Start of Input material

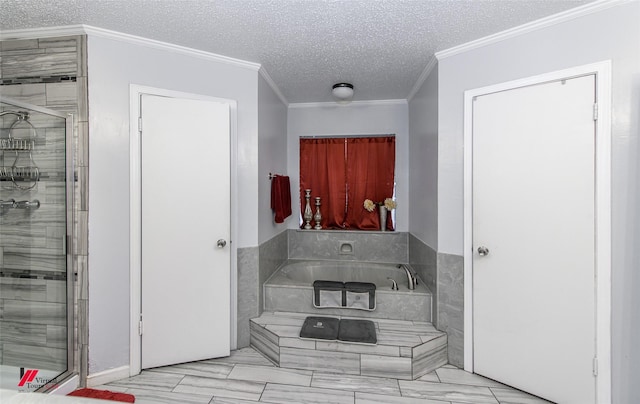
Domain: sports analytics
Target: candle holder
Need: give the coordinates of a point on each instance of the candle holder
(318, 215)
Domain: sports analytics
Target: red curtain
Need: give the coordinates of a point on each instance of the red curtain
(370, 175)
(344, 172)
(323, 171)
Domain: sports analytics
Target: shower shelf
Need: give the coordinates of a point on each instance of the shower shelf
(17, 144)
(19, 173)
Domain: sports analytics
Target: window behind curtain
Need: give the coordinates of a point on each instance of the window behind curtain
(344, 172)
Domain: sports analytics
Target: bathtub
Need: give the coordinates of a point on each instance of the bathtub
(290, 289)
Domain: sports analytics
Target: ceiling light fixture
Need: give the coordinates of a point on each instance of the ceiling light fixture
(343, 92)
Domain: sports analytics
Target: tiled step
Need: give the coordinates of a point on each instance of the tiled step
(405, 350)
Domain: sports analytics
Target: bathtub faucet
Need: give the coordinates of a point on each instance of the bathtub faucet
(411, 278)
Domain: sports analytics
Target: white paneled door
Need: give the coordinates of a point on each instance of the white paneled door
(185, 283)
(534, 309)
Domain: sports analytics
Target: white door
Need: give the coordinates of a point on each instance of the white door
(533, 210)
(185, 225)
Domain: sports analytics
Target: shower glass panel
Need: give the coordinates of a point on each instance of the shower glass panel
(36, 289)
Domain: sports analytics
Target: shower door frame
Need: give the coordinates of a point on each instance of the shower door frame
(68, 242)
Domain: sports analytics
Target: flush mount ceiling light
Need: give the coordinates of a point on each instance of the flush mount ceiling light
(343, 92)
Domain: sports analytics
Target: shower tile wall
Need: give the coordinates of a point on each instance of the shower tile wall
(388, 247)
(48, 72)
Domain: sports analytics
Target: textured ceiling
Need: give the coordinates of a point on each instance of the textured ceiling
(306, 46)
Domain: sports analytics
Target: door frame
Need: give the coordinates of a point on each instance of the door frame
(135, 213)
(602, 71)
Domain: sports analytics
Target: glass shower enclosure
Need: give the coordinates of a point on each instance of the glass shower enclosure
(36, 222)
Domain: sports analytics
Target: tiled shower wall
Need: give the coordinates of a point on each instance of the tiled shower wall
(48, 72)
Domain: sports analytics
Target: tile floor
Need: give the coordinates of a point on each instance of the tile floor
(247, 377)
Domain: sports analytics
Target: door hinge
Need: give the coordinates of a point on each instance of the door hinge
(68, 244)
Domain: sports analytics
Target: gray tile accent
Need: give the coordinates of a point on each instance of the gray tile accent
(450, 298)
(390, 247)
(389, 305)
(272, 254)
(247, 291)
(423, 260)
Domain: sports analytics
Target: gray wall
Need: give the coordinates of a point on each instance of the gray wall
(366, 246)
(272, 143)
(614, 34)
(423, 161)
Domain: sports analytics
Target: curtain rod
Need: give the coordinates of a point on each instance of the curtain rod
(344, 136)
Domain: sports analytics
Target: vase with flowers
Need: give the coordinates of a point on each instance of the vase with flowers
(383, 208)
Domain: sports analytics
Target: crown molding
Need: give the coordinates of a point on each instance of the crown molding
(532, 26)
(152, 43)
(265, 75)
(33, 33)
(47, 32)
(332, 104)
(425, 73)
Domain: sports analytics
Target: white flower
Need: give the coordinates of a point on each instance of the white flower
(369, 205)
(390, 204)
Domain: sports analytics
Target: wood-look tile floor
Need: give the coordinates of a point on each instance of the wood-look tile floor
(247, 377)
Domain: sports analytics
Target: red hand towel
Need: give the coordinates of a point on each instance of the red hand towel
(281, 197)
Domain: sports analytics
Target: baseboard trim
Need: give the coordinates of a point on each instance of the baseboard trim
(107, 376)
(66, 386)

End of Input material

Print the entries again exactly as they appear above. Do not print the pictures.

◆ Exercise output ◆
Domain: sports analytics
Target: candle holder
Need: give the coordinates of a point on each instance of the candle holder
(318, 215)
Domain: sports analytics
Target: red curtain
Need: give the coordinates of a point on each instance of the red curtain
(370, 175)
(344, 172)
(323, 171)
Domain: sports analytics
Target: shower shelf
Need: give the coordinates of a point on each instance of the shower shelf
(17, 144)
(19, 173)
Domain: sports analytics
Target: window behind curtain
Need: give the coordinates of a point on each instance of the window behind curtain
(344, 172)
Domain: sports analytics
Target: bathtub
Need: give the coordinates of a point on each instance of the bathtub
(290, 289)
Domain: sports analytics
Target: ceiling light fixture
Need: give the coordinates of a point on each instance of the ceiling light fixture
(343, 92)
Domain: sports analytics
Target: tiled step
Need: give the coordinates of a point on each instance of the tiled step
(405, 350)
Domain: sports analytics
Target: bathtub faucet
Need: give the coordinates of a point on each instance of the bathtub faucet
(411, 278)
Domain: sports analytics
Target: white paneled door
Need: give the coordinates of a point on each instance of the white paneled door
(185, 283)
(534, 309)
Domain: sports analytics
Target: white door
Need: give the coordinates of a point on each instance of the white door
(533, 210)
(185, 225)
Domain: sports analytics
Target: shower glass panel
Need: give the coordinates of a point on each instance of the shower glass panel
(36, 289)
Domain: sports analytics
Target: shower door frame
Need: give the coordinates of a point on each instance of the shower door frame
(68, 242)
Domain: sports analytics
Target: flush mount ceiling light
Need: give the coordinates of a point on each instance of the flush mount ceiling light
(343, 92)
Domain: sports analytics
Target: shower tile wall
Need: give the coordinates of a point on each instance of the shower tile wall
(388, 247)
(48, 72)
Domain: sports analytics
Target: textured ceiling
Need: give the coordinates of a point on each instance of the textured ceiling
(306, 46)
Domain: sports analytics
Target: door frame
Need: give the coordinates of a point on each instance of the door frame
(135, 213)
(602, 71)
Domain: sports analytics
Target: glass shower enclosure
Need: give the coordinates of a point on each instance of the glass shower enclosure
(36, 222)
Domain: sports analytics
Target: tiled shower wall
Need: give the coordinates of a point on each instance of the tiled shower wall
(48, 72)
Domain: sports analytics
Target: tile floor
Need: give the coordinates of a point on each instance of the tile floor
(247, 377)
Domain: sports analytics
Target: door hinge
Need: give the coordinates of a point on each instance of the door hinge
(68, 244)
Domain: sports analytics
Target: gray tile accent
Need: give the coordinates of a point on each instance of the gray tile accent
(450, 298)
(390, 247)
(389, 305)
(272, 254)
(247, 291)
(423, 260)
Domain: sports analytics
Target: gray wall
Need: give the coordinates of a point on each instance of the gray wall
(366, 246)
(272, 143)
(614, 34)
(423, 161)
Domain: sports analytics
Target: curtain rod
Need: give the coordinates of a point on each instance of the curtain rod
(344, 136)
Domain: sports analytics
Target: vase with flowers
Need: give the coordinates of a point on each instance of the vase with flowers
(383, 208)
Domain: sports analytics
Target: crown molding
Need: give the coordinates of a point on each instance of the crown molding
(532, 26)
(152, 43)
(265, 75)
(33, 33)
(47, 32)
(332, 104)
(425, 73)
Domain: sports analytics
Target: white flower
Need: give the coordinates of a point on each instance of the white flower
(369, 205)
(390, 204)
Domain: sports analytics
Target: wood-look tile floor
Need: give the coordinates of a point on each instance of the wood-look tile floor
(247, 377)
Domain: sports analytics
Target: red hand towel
Need: give the coordinates of a point on each instance of the red hand towel
(281, 197)
Domain: sports analytics
Target: baseboard trim
Need: give the coordinates of a point on each instance of the baseboard trim
(107, 376)
(66, 386)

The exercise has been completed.